▸ OBJECTIVE:
Set down every entry again word for word, please, but skip the pictures.

▸ DATA SHOWN:
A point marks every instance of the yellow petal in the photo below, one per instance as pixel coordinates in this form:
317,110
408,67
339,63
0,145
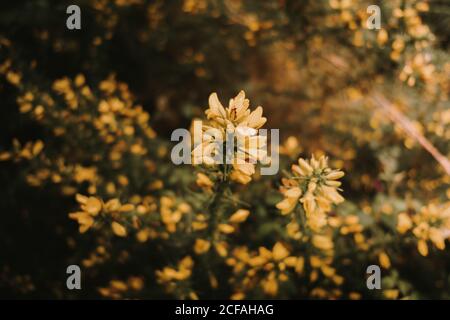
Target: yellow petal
239,216
118,229
279,251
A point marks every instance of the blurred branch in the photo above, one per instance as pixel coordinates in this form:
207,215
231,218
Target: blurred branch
399,118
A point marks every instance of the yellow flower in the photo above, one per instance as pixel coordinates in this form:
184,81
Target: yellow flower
239,216
238,122
404,223
237,113
315,186
279,251
84,219
225,228
203,181
422,247
118,229
322,242
201,246
385,262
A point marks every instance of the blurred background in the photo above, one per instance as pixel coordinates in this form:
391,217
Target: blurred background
375,101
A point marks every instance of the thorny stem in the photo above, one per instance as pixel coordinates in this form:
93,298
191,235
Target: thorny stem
213,208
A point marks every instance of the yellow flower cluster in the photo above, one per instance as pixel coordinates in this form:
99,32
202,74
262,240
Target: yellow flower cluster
91,207
314,185
182,272
432,223
273,263
236,120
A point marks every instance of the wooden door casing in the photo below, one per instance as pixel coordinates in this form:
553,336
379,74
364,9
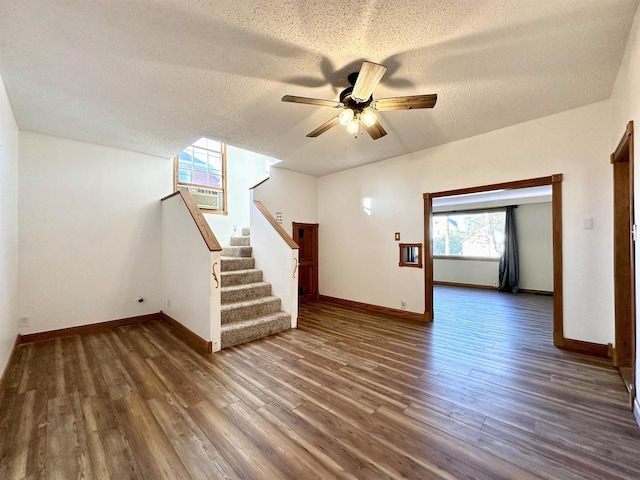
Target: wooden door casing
306,236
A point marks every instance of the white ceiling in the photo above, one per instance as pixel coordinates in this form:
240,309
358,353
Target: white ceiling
153,75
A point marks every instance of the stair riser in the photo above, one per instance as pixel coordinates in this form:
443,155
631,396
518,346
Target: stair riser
235,337
240,241
240,263
245,294
229,278
235,314
236,252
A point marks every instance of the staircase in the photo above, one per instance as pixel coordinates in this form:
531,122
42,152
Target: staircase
249,311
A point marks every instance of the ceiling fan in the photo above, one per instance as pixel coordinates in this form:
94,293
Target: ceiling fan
358,105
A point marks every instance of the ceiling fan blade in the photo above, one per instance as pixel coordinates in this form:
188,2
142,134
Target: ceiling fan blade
368,78
324,127
405,103
376,131
311,101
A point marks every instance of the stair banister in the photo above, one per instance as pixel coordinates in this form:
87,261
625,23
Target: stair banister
190,268
276,255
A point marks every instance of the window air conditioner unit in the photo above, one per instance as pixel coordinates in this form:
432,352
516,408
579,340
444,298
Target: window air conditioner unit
206,198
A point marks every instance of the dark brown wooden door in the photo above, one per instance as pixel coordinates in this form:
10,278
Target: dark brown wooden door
624,260
306,236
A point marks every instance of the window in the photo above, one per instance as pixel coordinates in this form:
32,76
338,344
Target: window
201,169
411,255
476,234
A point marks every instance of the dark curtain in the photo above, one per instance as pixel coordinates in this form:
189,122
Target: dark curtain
509,268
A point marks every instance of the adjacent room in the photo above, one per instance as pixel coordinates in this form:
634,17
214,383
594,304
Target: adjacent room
278,239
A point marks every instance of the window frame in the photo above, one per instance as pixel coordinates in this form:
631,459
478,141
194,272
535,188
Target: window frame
467,212
223,153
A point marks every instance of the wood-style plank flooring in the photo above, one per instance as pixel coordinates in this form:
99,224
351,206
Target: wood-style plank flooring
481,393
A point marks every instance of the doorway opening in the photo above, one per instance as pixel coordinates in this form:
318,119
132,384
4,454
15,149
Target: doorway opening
306,236
555,181
624,254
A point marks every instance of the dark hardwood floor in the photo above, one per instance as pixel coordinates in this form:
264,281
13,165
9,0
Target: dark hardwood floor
481,393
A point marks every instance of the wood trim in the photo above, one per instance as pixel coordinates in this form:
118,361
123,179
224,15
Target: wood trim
428,263
259,183
491,287
277,227
536,292
12,355
556,198
84,329
198,343
617,155
532,182
556,226
201,222
586,348
466,285
472,210
223,154
474,259
170,195
392,312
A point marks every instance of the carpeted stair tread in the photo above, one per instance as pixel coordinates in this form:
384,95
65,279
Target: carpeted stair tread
237,293
237,263
240,277
246,330
246,309
243,251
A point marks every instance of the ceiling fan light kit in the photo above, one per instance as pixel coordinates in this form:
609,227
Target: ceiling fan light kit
358,104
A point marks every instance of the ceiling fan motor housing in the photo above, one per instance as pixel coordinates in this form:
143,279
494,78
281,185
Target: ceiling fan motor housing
349,102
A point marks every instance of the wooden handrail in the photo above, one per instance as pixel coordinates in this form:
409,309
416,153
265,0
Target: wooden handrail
202,224
277,227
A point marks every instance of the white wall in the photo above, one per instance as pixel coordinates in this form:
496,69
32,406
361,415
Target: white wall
626,106
359,256
8,228
186,272
244,170
89,232
294,195
535,253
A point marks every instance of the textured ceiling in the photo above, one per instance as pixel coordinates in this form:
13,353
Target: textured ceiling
151,76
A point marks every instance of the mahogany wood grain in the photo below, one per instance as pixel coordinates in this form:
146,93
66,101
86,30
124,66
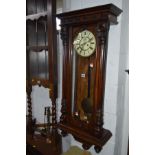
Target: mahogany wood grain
97,20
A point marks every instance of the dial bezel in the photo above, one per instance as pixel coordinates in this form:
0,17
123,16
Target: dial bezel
85,43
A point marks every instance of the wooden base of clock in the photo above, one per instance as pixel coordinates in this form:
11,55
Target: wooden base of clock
86,138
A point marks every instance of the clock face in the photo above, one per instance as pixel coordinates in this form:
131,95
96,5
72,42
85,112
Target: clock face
85,43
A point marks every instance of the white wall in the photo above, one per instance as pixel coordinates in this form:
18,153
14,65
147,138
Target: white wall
115,90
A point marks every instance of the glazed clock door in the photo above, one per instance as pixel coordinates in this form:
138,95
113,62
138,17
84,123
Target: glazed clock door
83,75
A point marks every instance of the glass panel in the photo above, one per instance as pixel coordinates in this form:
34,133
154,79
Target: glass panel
31,33
82,87
39,64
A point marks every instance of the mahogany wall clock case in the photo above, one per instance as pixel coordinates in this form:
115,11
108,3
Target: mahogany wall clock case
85,41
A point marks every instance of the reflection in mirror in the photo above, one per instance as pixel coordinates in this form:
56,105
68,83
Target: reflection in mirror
41,109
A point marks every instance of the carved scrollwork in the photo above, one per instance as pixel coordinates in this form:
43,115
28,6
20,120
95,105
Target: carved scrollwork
102,32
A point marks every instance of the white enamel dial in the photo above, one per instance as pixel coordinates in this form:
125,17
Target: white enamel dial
85,43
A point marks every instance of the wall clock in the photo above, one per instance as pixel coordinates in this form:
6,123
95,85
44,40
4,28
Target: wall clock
85,38
85,43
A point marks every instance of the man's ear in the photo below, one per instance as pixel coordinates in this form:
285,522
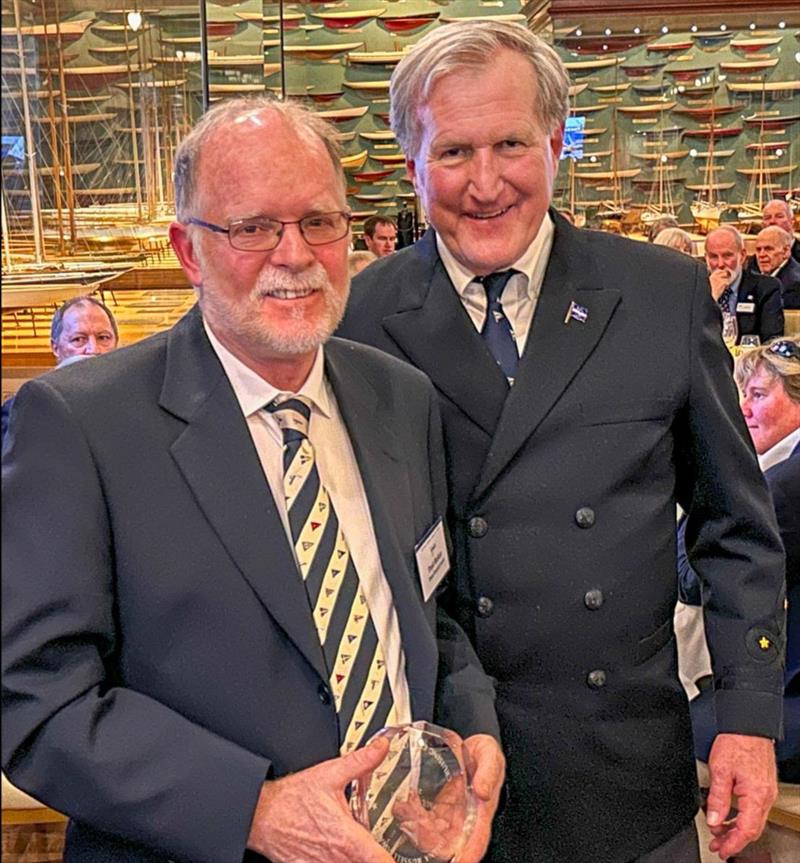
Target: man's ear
183,245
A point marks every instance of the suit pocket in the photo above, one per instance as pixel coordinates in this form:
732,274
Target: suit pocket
626,411
649,646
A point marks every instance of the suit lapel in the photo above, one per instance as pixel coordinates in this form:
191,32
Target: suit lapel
386,483
216,456
434,331
556,349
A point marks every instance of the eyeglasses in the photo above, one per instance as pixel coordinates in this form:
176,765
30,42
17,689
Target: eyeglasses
262,234
785,348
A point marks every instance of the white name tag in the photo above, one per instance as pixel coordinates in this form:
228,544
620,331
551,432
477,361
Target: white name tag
433,561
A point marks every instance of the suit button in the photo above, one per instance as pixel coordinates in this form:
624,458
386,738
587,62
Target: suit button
593,598
478,527
584,517
485,607
596,678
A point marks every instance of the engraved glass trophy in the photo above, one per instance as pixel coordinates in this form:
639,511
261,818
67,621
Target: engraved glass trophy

▸ WORKED SOLUTION:
A point marks every instance of the yellow petal in the photo below, one per instance as pixel coordinates in this form:
317,110
408,67
339,63
0,145
Target: yellow petal
239,216
118,229
279,251
A point marks every instance of the blurred branch in the photo above, one per instance as pixel coordinates in this form:
207,215
231,218
Target: blurred branch
399,118
A point marks every instance of the yellow flower in the photo above, one per instance as pixel coordinates in this form:
184,81
Target: yellow flower
239,216
238,122
404,223
237,113
315,186
279,251
84,219
225,228
203,181
422,247
118,229
322,242
201,246
385,262
A point marks every instance of the blurred background in the photo above, one per instance as pixel coordinates in this form:
391,217
Target: blurred background
375,101
A point marks every instance of the thorny stem in the photo above, one per instance as pixel coordinates in this form:
93,298
191,235
Target: thorny stem
213,208
A point marks every instance of the yellow flower cluster in the photo above, one per instance as pixel coordinates in this form:
99,32
202,74
262,240
Target: yellow flower cluster
91,207
314,185
182,272
432,223
273,263
236,120
A point marks every instance of the wooden door casing in the photo below, one per instance as pixel coordinates in this form:
553,336
379,74
364,9
Target: wooden door casing
306,236
A point marks every instance of the white ceiling in the photo above, one per instance as pixel coordinates in this form:
240,309
358,353
Target: white ceiling
153,75
A point marks every instance of the stair riser in the photo above, one per instance as pixel coordinates in this form:
443,155
631,396
518,346
Target: stair riser
235,337
240,241
240,263
245,294
229,278
235,314
236,252
A point marks every instance of the staircase in the photo above, one per instance as pixel coordinates in this form:
531,122
42,152
Target: staircase
249,311
A point marks every instance of the ceiling fan in the photo above, one per instance as pixel coordinates in this form:
94,293
Target: ceiling fan
358,105
A point marks every instance of the ceiling fan blade in the photo above, one per instance as pixel coordinates in this form:
188,2
142,134
Target: ceiling fan blade
368,78
324,127
405,103
376,131
311,101
A point marks every instance of the stair banister in the photo above, one per instance as pixel coordinates in this form:
87,261
625,23
Target: stair banister
190,268
276,255
A point marks every instance of the window air conditioner unit in the photo above, one per instance as pixel coordinates in this form:
432,352
516,408
579,340
444,298
Target: window air conditioner unit
206,198
A point marks every instance of the dark brown wooden door in the photo above, one per instance as pixel coordinates in this form:
10,278
Target: dark brown wooden door
624,260
306,236
A point marks every instance of the window in the photo above, one per instance as pixel coordinates in this form:
32,76
338,344
Target: window
201,169
411,255
476,234
A point marks every instance of the dark curtain in the photo above, one per instance as pixel coordinates in this form:
189,122
Target: dark curtain
509,268
A point marks every instance of the adjacent room in the photo above, one per instance as pixel coordinates in this form:
634,17
214,383
594,304
Target: adjacent room
278,239
A point marks every instance of the window frame in the photo above, one per instance as pixel coordinates in this form:
631,459
478,141
194,272
535,188
Target: window frame
467,212
223,153
A point marks every instance of the wood-style plank flooring in the photo above, one per instance as pixel coordinates in this form:
99,224
351,206
Target: wood-style plank flooring
481,393
A point marks every instance of the doorway opening in the photo above, one per instance as pixel coordinates in this form:
318,119
132,384
4,454
15,149
Target: doorway opening
306,236
555,181
624,254
A point marks every instance of the dark hardwood floor in the photo above, one per instance as pixel coordinates in this form:
264,281
13,165
9,0
Target: dark hardwood floor
481,393
A point marks every instance of the wood trim in the photo above, one per instance as pixel coordinates in this form:
118,361
123,179
224,15
Target: wood trim
428,263
259,183
491,287
277,227
536,292
12,355
556,198
84,329
198,343
617,155
532,182
556,226
201,222
586,348
466,285
472,210
223,154
474,259
170,195
392,312
A point marks every instance of the carpeted stair tread in the photo above, one per instance as pixel coordinates in this form:
384,95
65,279
Target: carpeted stair tread
237,293
237,263
240,277
246,330
246,309
243,251
A point marks every instance of the ceiling fan light kit in the photo above, one per instance as pixel coordinates in this form:
609,227
Target: ceiling fan light kit
358,104
A point marks every instance of the ceiling fan motor housing in the photo above, one per instance as pixel coordinates in this form:
143,279
494,78
281,185
Target: ceiling fan motor housing
349,102
A point marks every instance of the wooden handrail in the photo above, one per instance as pixel coordinates in this form:
409,309
416,153
265,0
Target: wooden handrail
202,224
277,227
A point marks every instance of the white wall in the photo above, one per instance as pixel coordinates in this form:
496,69
32,406
361,415
Target: white wall
626,106
359,256
8,228
186,272
244,170
89,232
294,195
535,253
A point marks every instance of the textured ceiling in the photo above, one per instance as pixel coordinates in this form:
13,353
Target: textured ceiling
151,76
A point marks every instance of the mahogany wood grain in the photo below, one per instance as pixel coordinates in this form:
146,93
66,101
86,30
124,66
Target: mahogany wood grain
97,20
A point marks every instance of the dial bezel in the photo above, one per instance as pixel coordinates in this form:
0,17
123,16
Target: dial bezel
85,43
A point marks every instance of the wooden base of clock in the photo above, one per instance as pixel coordinates in this form:
11,55
Target: wooden base of clock
86,138
A point marks every instance of the clock face in the photo above, one per instance as pixel coordinates in this form:
131,95
96,5
72,42
85,112
Target: clock face
85,43
A point marks every instance of the white wall in the photo above, one per instance as pixel coordinates in this form:
18,153
14,65
147,138
Target: white wall
115,90
A point marks every instance of the glazed clock door in the photo above, one per instance as pixel coordinates in this form:
138,95
113,62
138,17
84,123
Target: glazed clock door
83,75
A point marks every instance of the glass panel in the photo above, one per instance as pixel coordinates in this form:
34,133
154,79
Target: glass panel
31,33
82,87
39,64
A point marks every instance of the mahogany wall clock case in the photo above, one per instance as pixel coordinates in this form:
115,11
108,3
Target: mahogany wall clock case
85,41
A point marks every instance of the reflection in mirror in the photo above, one per instance as pixel coordinates in this form:
56,105
68,83
Target: reflection in mirror
41,109
A point marks every instance of the carved scrollwork in the photo above, one per instance as pixel coordinates in this form:
43,115
28,6
20,120
95,105
Target: carved scrollwork
102,32
A point marks every instance of the white enamel dial in the photo above, one per instance as pixel coordinates in this form:
125,17
Target: white enamel dial
85,43
A point marks every instance of the wall clock in the photo above, one per instance as pixel coordinates in this form:
6,123
95,85
44,40
4,28
Target: wall clock
85,38
85,43
A point marks every instance of the man's ear in the photo below, one per instance as pixel coordinates in this form:
285,522
Target: man's ear
183,245
A point marks every instance of the suit pocket in the photo above, one per instance as pixel coordinates in this form:
732,274
Target: suit pocket
626,411
649,646
A point marks every instance of the suit lapel in the photo above, one per instance as pixel coordinates in this form:
191,32
Target: suit lapel
386,483
216,456
434,331
556,349
A point marks every instance of the eyeglasses in the photo above, one per instance as pixel coordinates in this form:
176,765
30,42
17,689
Target: eyeglasses
262,234
785,348
A point marks every instance of the white name tag in the photo above, one per instance as pixel coordinates in this form:
228,544
620,331
551,432
477,361
Target: white name tag
433,561
A point marks every instance of the suit button in the photo above, one per instance as pixel coordinates in this form:
624,458
386,738
587,62
Target: suit button
593,598
478,527
584,517
485,607
596,678
A point marks every instance of the engraved glass trophy in the photo above, one per instance as pixel coordinates in this form:
639,511
261,818
67,621
Target: engraved glass trophy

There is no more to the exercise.